### Written problem
Copy out all of the material below line by line, requests included. Scale every coordinate in the answers by 0.75 and round each result to a whole number, with halves rounding up, but leave the numbers in the requests and their format samples unchanged.

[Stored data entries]

** START **

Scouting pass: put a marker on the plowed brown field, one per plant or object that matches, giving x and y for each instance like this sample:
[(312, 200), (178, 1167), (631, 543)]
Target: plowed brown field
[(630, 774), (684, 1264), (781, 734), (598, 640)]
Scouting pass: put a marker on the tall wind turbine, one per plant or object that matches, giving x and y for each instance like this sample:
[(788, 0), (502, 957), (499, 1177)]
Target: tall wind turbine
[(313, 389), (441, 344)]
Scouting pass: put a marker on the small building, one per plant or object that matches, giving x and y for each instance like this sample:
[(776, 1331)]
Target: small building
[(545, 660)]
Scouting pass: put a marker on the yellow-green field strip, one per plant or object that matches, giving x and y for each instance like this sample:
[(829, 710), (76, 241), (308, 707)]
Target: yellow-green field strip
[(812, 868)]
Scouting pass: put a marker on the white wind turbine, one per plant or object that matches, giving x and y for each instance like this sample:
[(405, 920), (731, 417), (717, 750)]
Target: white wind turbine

** END **

### Solution
Scouting pass: put a marker on the plowed brown field, one per plant or object that matches, giving x and y for each instance like this sample:
[(312, 200), (178, 1167), (631, 543)]
Target: plowed brown field
[(473, 581), (513, 948), (586, 551), (449, 480)]
Scouting pass: put a marker on the tall wind turbine, one per plant or object that matches, giving x and y for each instance like this sample:
[(788, 0), (502, 957), (499, 1177)]
Target: tall wind turbine
[(235, 292), (331, 258)]
Scouting pass: put a marker on the small building, one per plant or object that matches, giving x and y for each instance like this sample:
[(776, 1331)]
Target: small building
[(409, 495)]
Scouting pass: put a marker on the yellow-green field strip, one per plant or object that matches, giving x and y for each instance like this sample:
[(829, 710), (76, 241), (308, 707)]
Target: yellow-green field strip
[(609, 651)]
Scouting pass: put a marker on the white wind turbine, one per plant or object that matches, giving x and y for each instance like this sample:
[(405, 920), (731, 417), (717, 750)]
Target: white wind turbine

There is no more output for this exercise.